Subject: Re: ffs compatibility added, fsck may complain
To: William Allen Simpson <wsimpson@greendragon.com>
From: Darrin B. Jewell <dbj@netbsd.org>
List: current-users
Date: 03/14/2004 11:15:29
I've been meaning to add an option to fsck to downgrade the
filesystem, but even that won't completely help your blind upgrade
problem.  The real answer is that booting a broken -current kernel in
a blind upgrade situation is dangerous, but that happenned months
ago, and we're past that already.

So, my current best guess as to a blind upgrade path would
be something like:

Modifty a -current fsck_ffs so that it does not try to
remount a filesystem after it has repaired it.  The following
patch should do this:

--- src/sbin/fsck_ffs/main.c.~1.49.~      Sat Jan 17 17:17:07 2004
+++ src/sbin/fsck_ffs/main.c      Sun Mar 14 11:13:24 2004
@@ -373,7 +373,7 @@
                pwarn("\n***** FILE SYSTEM WAS MODIFIED *****\n");
        if (rerun)
                pwarn("\n***** PLEASE RERUN FSCK *****\n");
-       if (hotroot()) {
+       if (0 && hotroot()) {
                struct statfs stfs_buf;
                /*
                 * We modified the root.  Do a mount update on

Compile that fsck_ffs on your existing system by cd'ing
into src/sbin/fsck_ffs and running:
  make USETOOLS=no DESTDIR=/
  cp ./fsck_ffs /root/fsck_ffs.repair
  make USETOOLS=no DESTDIR=/ cleandir

Compile a -current kernel.

What the task asks:
Answer these questions about the mailing-list post:
1. What option has the writer been meaning to add to fsck?
2. Which source file does the patch change?
3. To what path is the compiled fsck_ffs copied?

Material:
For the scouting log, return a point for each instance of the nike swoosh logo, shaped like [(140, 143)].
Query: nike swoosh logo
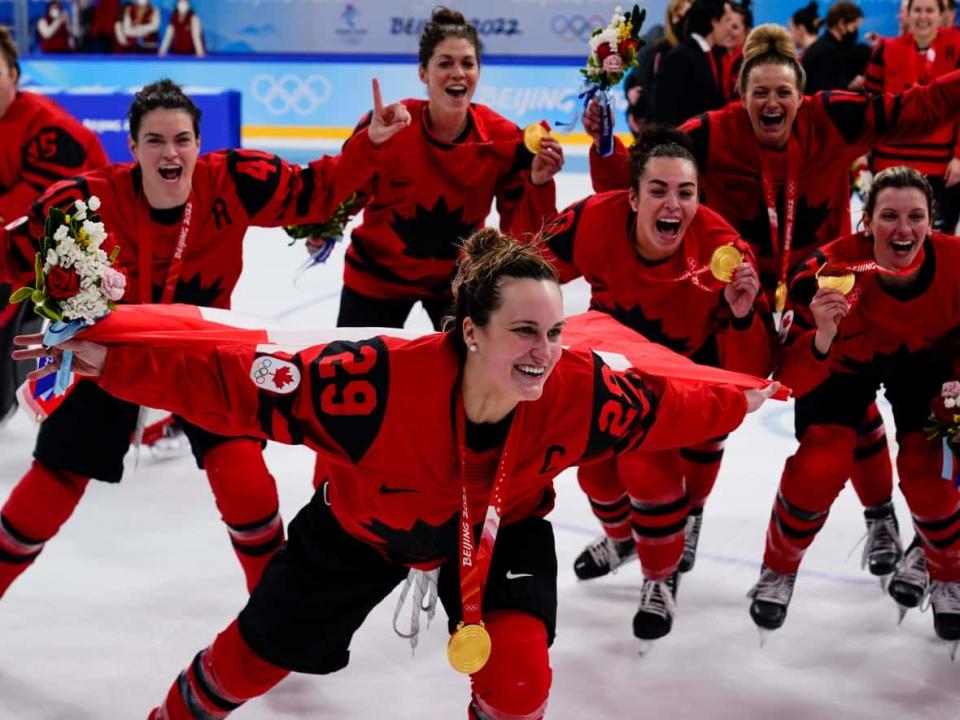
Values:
[(511, 575), (386, 490)]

Solution:
1. An option to downgrade the filesystem.
2. src/sbin/fsck_ffs/main.c
3. /root/fsck_ffs.repair